Object location annotation data

------------------------------------------------------------

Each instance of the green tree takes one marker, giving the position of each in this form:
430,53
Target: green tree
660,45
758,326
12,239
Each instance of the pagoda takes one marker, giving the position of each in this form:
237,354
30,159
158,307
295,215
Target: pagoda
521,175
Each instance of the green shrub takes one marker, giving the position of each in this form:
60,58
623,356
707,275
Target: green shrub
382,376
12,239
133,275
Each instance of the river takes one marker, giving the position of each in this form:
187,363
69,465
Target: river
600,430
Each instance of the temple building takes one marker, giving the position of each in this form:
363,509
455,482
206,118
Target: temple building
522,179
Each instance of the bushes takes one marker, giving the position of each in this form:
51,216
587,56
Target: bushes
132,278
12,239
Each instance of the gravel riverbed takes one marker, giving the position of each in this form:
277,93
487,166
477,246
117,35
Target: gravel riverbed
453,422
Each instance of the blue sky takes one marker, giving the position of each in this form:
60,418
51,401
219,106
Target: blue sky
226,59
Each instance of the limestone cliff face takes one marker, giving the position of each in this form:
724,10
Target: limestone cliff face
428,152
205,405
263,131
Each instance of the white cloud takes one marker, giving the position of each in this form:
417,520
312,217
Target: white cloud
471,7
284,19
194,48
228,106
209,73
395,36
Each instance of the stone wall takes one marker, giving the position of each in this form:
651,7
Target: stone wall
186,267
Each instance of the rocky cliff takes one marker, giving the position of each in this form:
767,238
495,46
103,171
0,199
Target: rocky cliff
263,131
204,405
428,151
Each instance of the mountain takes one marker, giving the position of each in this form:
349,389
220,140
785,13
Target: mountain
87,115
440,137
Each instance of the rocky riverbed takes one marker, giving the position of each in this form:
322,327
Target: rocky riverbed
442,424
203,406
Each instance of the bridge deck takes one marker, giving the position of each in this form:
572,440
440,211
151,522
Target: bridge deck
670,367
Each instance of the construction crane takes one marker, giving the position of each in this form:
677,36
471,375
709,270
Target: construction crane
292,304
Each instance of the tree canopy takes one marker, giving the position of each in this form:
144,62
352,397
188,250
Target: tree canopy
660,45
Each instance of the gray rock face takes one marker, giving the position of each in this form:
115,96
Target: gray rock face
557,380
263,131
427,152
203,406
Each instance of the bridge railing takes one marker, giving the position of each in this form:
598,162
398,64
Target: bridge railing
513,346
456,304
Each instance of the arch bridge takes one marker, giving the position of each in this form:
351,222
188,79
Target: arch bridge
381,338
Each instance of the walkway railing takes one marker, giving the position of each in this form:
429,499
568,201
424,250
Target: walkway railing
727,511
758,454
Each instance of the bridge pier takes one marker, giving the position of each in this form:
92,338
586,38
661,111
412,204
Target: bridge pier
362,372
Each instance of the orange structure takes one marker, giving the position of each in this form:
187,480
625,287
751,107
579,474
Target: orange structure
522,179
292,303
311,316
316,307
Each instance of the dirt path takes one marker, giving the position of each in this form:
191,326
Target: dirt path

------------------------------------------------------------

* **SET PROBLEM**:
Go through the material above line by line and copy it exactly.

* **SOLVED EXERCISE**:
Each instance of the green tree takes one marker, giving the position of each in this form:
430,53
Target: green tree
660,45
758,326
12,239
Each instance of the pagoda takes one marker, giving the position of each in this form:
237,354
30,159
158,307
295,215
Target: pagoda
521,175
Each instance of the green shrub takes one marker, giving the position of each in this form:
60,58
623,356
707,275
Target: green shrub
382,376
12,239
133,275
Each instance of the river takes one marker, giving the position of each in this form:
187,363
69,465
Target: river
600,430
Each instance of the temple building takes one marker, giving the position of each in this form:
363,509
455,482
206,118
Target: temple building
522,179
Each instance of the bushes takes one marker, giving the position of each in this form:
51,216
587,56
Target: bushes
132,278
12,239
Each instance of the gravel riverbed takes one marker, giving the position of each in this form:
277,93
487,166
477,246
117,35
Target: gravel riverbed
453,422
Each instance of the blue sky takes one marker, giving the position of each in this form:
60,418
51,401
219,106
Target: blue sky
226,59
Each instance of the limestone cliff face takes one marker, giving the position of each in this form:
724,10
Target: limestone cliff face
428,152
205,405
263,131
Each instance of the white cloud takes one marker, giving the position of each in this form:
417,520
312,217
Target: white cloud
471,7
284,19
194,48
228,106
209,73
395,36
Each instance of the stone wall takes one marker, giving the position of each in this form:
651,7
Target: stone wall
186,267
Each instance of the rocky cliff takes one marker, giving the position of each in this form:
767,238
495,46
103,171
0,199
Target: rocky cliff
263,131
204,405
428,151
Each instance of the mountain takes one marker, giving the position of each in this form:
349,389
220,140
785,13
Target: mountain
87,115
440,137
Each instance of the rocky riverbed takes one marker, giving the position of each in this form:
322,327
Target: rocky riverbed
442,424
203,406
Each instance of the bridge deck takes one marker, giving the position of each in this form:
572,440
440,211
151,522
Target: bridge deck
670,367
Each instance of the construction crane takes one marker, giving the position of each in this form:
677,36
471,375
709,270
Target: construction crane
292,304
Each instance of the tree canopy takes one marker, giving the position of each in this form:
144,62
352,397
188,250
Target: tree canopy
660,45
Each instance of the gray rock face takes one marker, giving the position of each in this form:
115,96
Target: gray rock face
557,380
263,131
427,152
203,406
Each instance of the bridge railing takes one marker, giving the position of each in this form:
598,162
398,64
Target: bridge railing
513,346
456,304
Each instance of the arch bridge takes one marker, giving the position of each in this form:
351,222
188,79
Target: arch bridge
381,338
Each instance of the walkway railing takes one marker, giving the position of each in this form:
429,499
568,201
424,250
Target: walkway railing
727,511
758,454
Each instance of the bridge pier takes one marker, giving the position of each in this form:
92,338
586,38
661,111
412,204
Target: bridge pier
362,372
Each instance of the orange structure takes one marker, giving the position of each in this form:
187,480
625,287
751,107
579,474
Target: orange structure
522,179
292,303
311,316
316,307
Each instance of the dirt path takes one marker, giving the position of each in this form:
191,326
Target: dirt path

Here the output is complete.